作業内容 1
顧客商品戦略に関する本文のうち、「1. 顧客商品戦略とは?」から「ることを目的としていません。」までを、その両方の語句も含めて書き写してください。その際、「在庫回転率」を「粗利率」に置き換えてください。
作業内容 2
顧客商品戦略に関する本文の最後の文の後から、続きを書いてください。

---- 本文

この記事では中澤の考える、マーケティング視点でのMD戦略「顧客商品戦略(Customer-Driven Merchandising Strategy)」について解説させていただきます。

いま小売業界では、単なるマーチャンダイジング(MD)や従来のカテゴリーマネジメントだけでは、競争優位を築くのが難しくなっています。消費者の購買行動における選択肢が膨大に増加し、またコンビニやスーパーなどの業態間の境が曖昧になっていく中、店舗やECが生き残るためには、顧客戦略と商品戦略を融合させ、マーケティング・MD・店舗をバーティカルに連携させる統合的アプローチが不可欠だと思います。

この新たな考え方を、「顧客商品戦略(Customer-Driven Merchandising Strategy)」と中澤は呼んでいます。そしてこの戦略の目的は「顧客資産の最大化≒LTV最大化」です。

本記事では、顧客商品戦略の定義、従来のMDやカテゴリーマネジメントとの違い、具体的な施策、成功事例、今後の展望までを詳細に解説します。

1. 顧客商品戦略とは?

1.1.顧客商品戦略(Customer-Driven Merchandising Strategy)

「顧客商品戦略(Customer-Driven Merchandising Strategy)」とは、単に商品の売上最大化を目的とするのではなく、顧客の行動変容を促すために、特定の商品や商品群をマーケティング視点から戦略的に設計する手法です。

従来の小売業では、商品管理の視点が強く、売上や在庫回転率を指標とした「品揃えの最適化」が中心でした。しかし、これからの時代では、単なる商品別売上分析ではなく、「この商品がどのように顧客を動かし、店舗の成長に貢献するか?」を重視する必要があります。

つまり、「売るべき商品」ではなく、「顧客を動かす商品」を軸に戦略を設計することが、顧客商品戦略の本質です。

一般的な商品分類手法やカテゴリーマネジメントと異なり、「顧客商品戦略」では全ての取り扱い商品を「MECE」に分類することを目的としていません。

あくまでも、「顧客戦略」の観点で「顧客戦略カテゴリー」を設定し、そのカテゴリーに該当する商品や商品群をピックアップするという手法を取ります。

1.2. 従来のカテゴリーマネジメント等との違い

顧客商品戦略と従来のMD戦略・カテゴリーマネジメントの違い


2.顧客商品戦略の4つの主要カテゴリ

顧客商品戦略では、商品を「単なる販売対象」ではなく、顧客との関係性を築くための戦略的なツールとして再定義します。

--------
---- 生データ

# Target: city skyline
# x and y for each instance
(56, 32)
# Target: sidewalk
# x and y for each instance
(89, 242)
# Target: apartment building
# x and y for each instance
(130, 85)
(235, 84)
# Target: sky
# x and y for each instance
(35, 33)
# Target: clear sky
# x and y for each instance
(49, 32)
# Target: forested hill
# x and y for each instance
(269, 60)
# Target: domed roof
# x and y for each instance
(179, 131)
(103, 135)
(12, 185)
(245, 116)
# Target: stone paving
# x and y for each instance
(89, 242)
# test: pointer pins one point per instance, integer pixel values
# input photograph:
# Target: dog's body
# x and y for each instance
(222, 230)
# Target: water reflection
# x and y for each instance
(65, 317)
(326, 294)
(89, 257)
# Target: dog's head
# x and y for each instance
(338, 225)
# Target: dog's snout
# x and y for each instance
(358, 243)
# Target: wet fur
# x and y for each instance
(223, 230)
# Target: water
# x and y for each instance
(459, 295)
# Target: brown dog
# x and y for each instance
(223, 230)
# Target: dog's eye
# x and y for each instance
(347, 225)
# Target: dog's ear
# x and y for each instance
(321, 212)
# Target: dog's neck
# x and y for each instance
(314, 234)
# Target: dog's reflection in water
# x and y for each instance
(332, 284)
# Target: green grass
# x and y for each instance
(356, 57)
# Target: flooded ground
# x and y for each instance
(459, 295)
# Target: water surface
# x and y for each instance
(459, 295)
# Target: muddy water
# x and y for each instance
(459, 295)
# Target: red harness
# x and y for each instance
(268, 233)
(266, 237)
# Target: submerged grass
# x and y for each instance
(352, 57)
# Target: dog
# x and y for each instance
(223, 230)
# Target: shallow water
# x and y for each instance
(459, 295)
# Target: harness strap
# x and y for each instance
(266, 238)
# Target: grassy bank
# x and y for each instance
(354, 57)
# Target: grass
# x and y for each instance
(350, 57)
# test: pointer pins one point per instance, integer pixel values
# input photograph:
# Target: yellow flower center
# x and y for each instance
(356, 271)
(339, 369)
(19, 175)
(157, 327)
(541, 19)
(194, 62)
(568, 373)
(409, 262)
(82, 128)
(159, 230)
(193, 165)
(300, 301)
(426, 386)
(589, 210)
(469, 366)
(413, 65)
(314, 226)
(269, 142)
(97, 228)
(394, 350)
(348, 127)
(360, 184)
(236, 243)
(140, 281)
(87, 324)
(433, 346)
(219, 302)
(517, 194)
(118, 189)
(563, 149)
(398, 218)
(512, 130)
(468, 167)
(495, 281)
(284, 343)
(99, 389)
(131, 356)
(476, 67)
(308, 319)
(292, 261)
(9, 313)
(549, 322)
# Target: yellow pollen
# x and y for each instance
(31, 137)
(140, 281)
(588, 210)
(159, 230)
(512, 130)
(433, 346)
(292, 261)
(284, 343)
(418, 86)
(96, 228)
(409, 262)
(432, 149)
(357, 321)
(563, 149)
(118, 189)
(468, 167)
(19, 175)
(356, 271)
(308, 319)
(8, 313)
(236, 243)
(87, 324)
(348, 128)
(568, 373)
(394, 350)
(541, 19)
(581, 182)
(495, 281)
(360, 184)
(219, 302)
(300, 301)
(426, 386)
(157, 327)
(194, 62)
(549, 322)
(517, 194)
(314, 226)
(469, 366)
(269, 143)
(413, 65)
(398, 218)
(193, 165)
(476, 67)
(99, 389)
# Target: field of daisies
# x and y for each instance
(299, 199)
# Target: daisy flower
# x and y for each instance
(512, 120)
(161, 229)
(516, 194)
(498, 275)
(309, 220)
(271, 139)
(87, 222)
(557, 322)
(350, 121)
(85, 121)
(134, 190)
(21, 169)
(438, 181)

--------

解答 1
1. 顧客商品戦略とは?

1.1.顧客商品戦略(Customer-Driven Merchandising Strategy)

「顧客商品戦略(Customer-Driven Merchandising Strategy)」とは、単に商品の売上最大化を目的とするのではなく、顧客の行動変容を促すために、特定の商品や商品群をマーケティング視点から戦略的に設計する手法です。

従来の小売業では、商品管理の視点が強く、売上や粗利率を指標とした「品揃えの最適化」が中心でした。しかし、これからの時代では、単なる商品別売上分析ではなく、「この商品がどのように顧客を動かし、店舗の成長に貢献するか?」を重視する必要があります。

つまり、「売るべき商品」ではなく、「顧客を動かす商品」を軸に戦略を設計することが、顧客商品戦略の本質です。

一般的な商品分類手法やカテゴリーマネジメントと異なり、「顧客商品戦略」では全ての取り扱い商品を「MECE」に分類することを目的としていません。

解答 2
この戦略において、商品は主に以下の4つのカテゴリに分類されます。(実際にはもっと多くのカテゴリが存在しますが、ここでは主要4カテゴリのみに絞って解説します)

2.1. 主軸商品(ストアコンセプトを体現する商品)

主軸商品とは、その店舗のブランド価値を体現し、ロイヤル顧客が「この店に行く理由」となる商品群です。
言い方を変えると、お得意様が「このお店はこういうお店だよね」とか、「あの商品群買うならあのお店だよね」と認識している商品群ということになります。

この考え方は、日本の小売業の中でも特に強いブランド力を持つ店舗(成城石井、無印良品、コストコ、カインズなど)がすでに実践している方法です。
👉 競合と比較して「圧倒的に充実した品揃え」を維持し、顧客がそのカテゴリを買うときに「絶対にこの店に行こう」と思わせる戦略は、競争優位性を確立する上で極めて効果的です。

【施策】

競合他店と比較し、品揃えの幅と深さを優位に保つ
在庫回転率を犠牲にしても、充実した品揃えを提供する
粗利率は平均以上を確保し、GMROI(商品投資利益率)を適正化する

【事例】

  • 成城石井のプレミアム食品ライン(輸入食品やワインなど)

  • コストコのロティサリーチキン(定番人気商品)

  • 無印良品の「素材を生かした食品シリーズ」

補足:品揃えを強化するだけでなく、情報発信・体験型施策も重要

ただし、品揃えを充実させるだけではなく、
店頭での体験型施策(試食・試飲・サンプル提供・POPの工夫)
ECやSNSとの連携による情報発信(特定商品の使い方提案、動画コンテンツ)
顧客の「選ぶ楽しさ」を提供する仕組み(ランキング、テーマ別陳列)

といった「顧客がその商品価値を深く理解し、選ぶことに喜びを感じる仕組み」をセットで考えることが重要です。

ストアイメージを決定づけ、お得意様が来店し続ける理由」となる戦略カテゴリーであるだけに、商品価値の正しい理解、新しい発見や出会い、価値を補完する演出といったモノに対して、他商品以上にリソースを投入し続けることが求められます。

2.2. 新規顧客獲得商品(フック商品)

新規顧客獲得商品は、ある意味マーケティング投資として割り切り、競合優位な価格を前提にプロモーションと合わせて提供する商品です。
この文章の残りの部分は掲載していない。